AIM A
Transcribe the records exactly as they run, starting at their first line and stopping after the line that contains "left=436, top=0, right=718, bottom=171".

The symmetric (or shared everything) data access model is used by VMS clusters. In this model, the same workload is distributed across multiple server systems, executing in parallel. Concurrent access to shared disks is managed by a distributed lock manager. While the symmetric data access model may have benefits for future versions of Digital Clusters for Windows NT, it is not supported in the current version.
The specific events associated with failover, and total time for failover, depend on what type of failover is occurring. There are two types of failovers:
The following activities take place in the event of a failover:
Detection time for an involuntary failover begins when the two FMs lose communication with each other or realize too many errors are being logged against a disk. During normal cluster operation, a network connection with a “keep-alive” protocol is established between the two Failover Managers. In the event that communications are lost between the servers, the initial failover detection time is the amount of time that an FM will wait to re-establish network connection with the other FM, before assuming the other has failed and initiating a failover. Although this network communication time-out may be set as low as one second, the default setting is 30 seconds. Setting this time interval very low may risk false or premature failovers. SCSI failures are detected by accumulated I/O errors, either after users access the disk or as a result of the cluster software’s periodic test of the disk.
When evaluating overall failover performance and time-out settings, a tradeoff is made between fast failover times and cluster stability. The default parameters of network communication time-out, stabilization period, and SCSI bus arbitration, are set conservatively so that cluster software can make “wise” decisions about the need for failover. They can be set to shorter times to get a quicker failover, but the cluster resources may be subject to unnecessary migrations. For example, if a network connection time-out is lowered below a threshold where a busy server will have difficulty responding within the allotted time, then the cluster may be more subject to a spurious failover than if time-outs were left at higher settings.
Digital Clusters for Windows NT provides high availability for two types of failover objects: cluster services (for example, database applications) and cluster resources (for example, network shares). In the event of a failure in the primary server, cluster software will automatically provide the same resource to end-user clients using a backup path—the secondary server—to provide the resource or service. This transparent relocation of the failover object is called failover. This failover model is extensible in the sense that new failover objects may be added in the future—for example, printers, TCP/IP addresses, or customer-defined objects.
To flexibly define and manage failover objects, the system administrator creates logical groups of cluster services and resources that are called failover groups. Resources in a failover group will move together; either they all are online or they are all offline. Resources in different failover groups move independently. Resources in a failover group are ordered such that more primitive services are started first when going online, and the order is reversed when going offline.
Failover groups are easily defined by the graphical cluster administrator tool. They tend to be a collection of storage devices and applications that are used together. For example, an SQLserver (the application) and the disks used to store the SQLserver database may be specified in the same failover group. A group can also be made up of one or more disks without an associated application, as in the case of file service failover. If the Failover Manager detects a software or system failure, the whole failover group will be failed over to the alternate system.
Each failover group is associated with a failover policy that is defined by the system administrator using the cluster administrator tool. The ability to define failover policy for individual failover groups gives the system administrator more flexibility in workload balancing. Using the cluster administrator tool, the system administrator can define:
The administrator may determine that the cluster workload must be rebalanced—for example, a database application must be moved from one node to another because of changes in client service requirements. Rebalancing is easily accomplished through software reconfiguration of failover group policy for the cluster. The administrator can override the failover group policy by:
The “brains” of the cluster software is the Failover Manager (FM). The FM ensures that access to shared resources (such as disks on the shared SCSI bus[es]) is synchronized, identifies external or management events that may cause a failover, and executes appropriate failover policy for all failover groups. The Failover Managers running on both nodes in a cluster are synchronized through message-passing communications.

AIM B
Restate word for word the passage of the cluster failover text that begins at the words "When evaluating overall" and stops after "at higher settings.".

RECORD LIST

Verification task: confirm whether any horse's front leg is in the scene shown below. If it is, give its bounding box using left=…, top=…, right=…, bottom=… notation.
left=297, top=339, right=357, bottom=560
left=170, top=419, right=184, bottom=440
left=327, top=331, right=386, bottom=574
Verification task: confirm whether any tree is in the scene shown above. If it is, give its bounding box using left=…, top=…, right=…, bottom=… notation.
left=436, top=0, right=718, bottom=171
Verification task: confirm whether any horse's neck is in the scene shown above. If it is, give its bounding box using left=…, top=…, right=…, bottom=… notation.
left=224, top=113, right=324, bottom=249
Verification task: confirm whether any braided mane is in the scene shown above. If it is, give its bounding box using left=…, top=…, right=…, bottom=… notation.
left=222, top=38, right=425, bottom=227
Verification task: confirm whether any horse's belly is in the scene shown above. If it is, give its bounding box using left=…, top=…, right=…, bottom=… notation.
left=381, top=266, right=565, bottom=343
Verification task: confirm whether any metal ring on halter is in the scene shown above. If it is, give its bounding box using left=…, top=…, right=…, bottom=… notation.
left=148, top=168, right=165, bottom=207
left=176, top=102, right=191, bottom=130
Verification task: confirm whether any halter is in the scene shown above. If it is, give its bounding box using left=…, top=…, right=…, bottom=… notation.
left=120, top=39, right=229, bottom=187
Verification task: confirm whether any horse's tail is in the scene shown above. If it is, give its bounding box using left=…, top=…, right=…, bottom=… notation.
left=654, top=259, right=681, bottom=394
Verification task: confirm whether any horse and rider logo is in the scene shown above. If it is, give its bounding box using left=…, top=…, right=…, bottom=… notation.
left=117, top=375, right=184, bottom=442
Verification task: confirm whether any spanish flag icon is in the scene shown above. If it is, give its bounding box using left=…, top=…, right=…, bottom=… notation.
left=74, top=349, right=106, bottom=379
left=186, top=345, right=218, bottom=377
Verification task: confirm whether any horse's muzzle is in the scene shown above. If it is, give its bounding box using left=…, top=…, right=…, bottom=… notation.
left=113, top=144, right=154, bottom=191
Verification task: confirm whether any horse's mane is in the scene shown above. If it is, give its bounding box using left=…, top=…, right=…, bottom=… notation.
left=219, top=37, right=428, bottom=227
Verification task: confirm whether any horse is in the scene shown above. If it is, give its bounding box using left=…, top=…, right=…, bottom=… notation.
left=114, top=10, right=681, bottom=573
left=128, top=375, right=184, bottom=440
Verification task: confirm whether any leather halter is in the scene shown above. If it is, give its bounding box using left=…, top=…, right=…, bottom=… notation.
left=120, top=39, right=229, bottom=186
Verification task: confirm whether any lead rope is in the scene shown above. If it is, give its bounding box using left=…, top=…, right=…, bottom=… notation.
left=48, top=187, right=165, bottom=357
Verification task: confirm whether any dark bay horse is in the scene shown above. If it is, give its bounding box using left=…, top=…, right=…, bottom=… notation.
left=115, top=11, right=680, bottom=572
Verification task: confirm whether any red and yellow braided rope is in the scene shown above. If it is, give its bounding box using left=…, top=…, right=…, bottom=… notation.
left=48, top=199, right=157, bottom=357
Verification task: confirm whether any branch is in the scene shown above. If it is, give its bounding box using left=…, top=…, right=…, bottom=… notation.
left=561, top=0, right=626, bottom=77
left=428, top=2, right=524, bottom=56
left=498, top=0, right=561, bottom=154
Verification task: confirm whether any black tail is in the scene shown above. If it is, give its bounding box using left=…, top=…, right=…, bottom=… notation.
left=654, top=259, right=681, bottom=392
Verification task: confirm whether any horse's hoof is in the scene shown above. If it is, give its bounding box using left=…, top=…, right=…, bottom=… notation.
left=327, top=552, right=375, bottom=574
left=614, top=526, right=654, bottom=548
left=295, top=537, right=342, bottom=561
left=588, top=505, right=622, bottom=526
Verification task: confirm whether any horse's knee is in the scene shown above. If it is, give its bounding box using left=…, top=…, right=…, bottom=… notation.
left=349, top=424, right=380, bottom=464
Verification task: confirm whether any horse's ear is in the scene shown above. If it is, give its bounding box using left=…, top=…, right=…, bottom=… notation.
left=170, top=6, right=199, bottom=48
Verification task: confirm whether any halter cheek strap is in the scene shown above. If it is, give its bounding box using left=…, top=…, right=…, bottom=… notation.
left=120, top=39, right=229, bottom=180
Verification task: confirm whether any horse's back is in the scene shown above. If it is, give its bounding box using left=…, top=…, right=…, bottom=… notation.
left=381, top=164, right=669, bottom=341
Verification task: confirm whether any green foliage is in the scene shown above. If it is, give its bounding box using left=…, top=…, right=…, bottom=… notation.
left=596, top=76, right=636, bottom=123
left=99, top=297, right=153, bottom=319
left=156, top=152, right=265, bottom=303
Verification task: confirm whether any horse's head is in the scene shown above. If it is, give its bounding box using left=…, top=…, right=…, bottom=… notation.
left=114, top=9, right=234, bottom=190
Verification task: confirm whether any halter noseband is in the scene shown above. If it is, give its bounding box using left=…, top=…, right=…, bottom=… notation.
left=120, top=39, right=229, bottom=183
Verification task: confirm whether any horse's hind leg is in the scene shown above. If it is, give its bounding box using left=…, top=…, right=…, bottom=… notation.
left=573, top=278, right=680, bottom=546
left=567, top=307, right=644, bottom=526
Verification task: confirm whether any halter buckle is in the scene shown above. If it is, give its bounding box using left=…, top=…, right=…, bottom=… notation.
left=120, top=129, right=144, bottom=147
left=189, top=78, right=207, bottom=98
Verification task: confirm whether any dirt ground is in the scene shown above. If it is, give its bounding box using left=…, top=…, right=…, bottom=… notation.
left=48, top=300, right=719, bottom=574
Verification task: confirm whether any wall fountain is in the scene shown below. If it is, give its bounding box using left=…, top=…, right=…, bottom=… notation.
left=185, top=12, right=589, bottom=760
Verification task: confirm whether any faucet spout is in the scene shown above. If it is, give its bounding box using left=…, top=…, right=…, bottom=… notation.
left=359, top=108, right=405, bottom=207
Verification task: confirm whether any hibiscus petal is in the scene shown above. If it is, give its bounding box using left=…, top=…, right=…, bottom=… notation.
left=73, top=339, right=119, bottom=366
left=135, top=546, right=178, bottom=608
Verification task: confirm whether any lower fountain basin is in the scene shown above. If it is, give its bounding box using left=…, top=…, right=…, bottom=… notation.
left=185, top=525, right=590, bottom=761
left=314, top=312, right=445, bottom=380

CORRECT ANSWER A
Verification task: confirm whether any horse's front leg is in the scene shown below. If it is, give its bounding box using left=…, top=…, right=…, bottom=… notation.
left=297, top=339, right=357, bottom=560
left=170, top=419, right=184, bottom=440
left=327, top=331, right=386, bottom=574
Verification task: confirm whether any tree is in the scene shown above. If it is, give its bounding box using left=…, top=…, right=…, bottom=… notation.
left=436, top=0, right=718, bottom=171

CORRECT ANSWER B
When evaluating overall failover performance and time-out settings, a tradeoff is made between fast failover times and cluster stability. The default parameters of network communication time-out, stabilization period, and SCSI bus arbitration, are set conservatively so that cluster software can make “wise” decisions about the need for failover. They can be set to shorter times to get a quicker failover, but the cluster resources may be subject to unnecessary migrations. For example, if a network connection time-out is lowered below a threshold where a busy server will have difficulty responding within the allotted time, then the cluster may be more subject to a spurious failover than if time-outs were left at higher settings.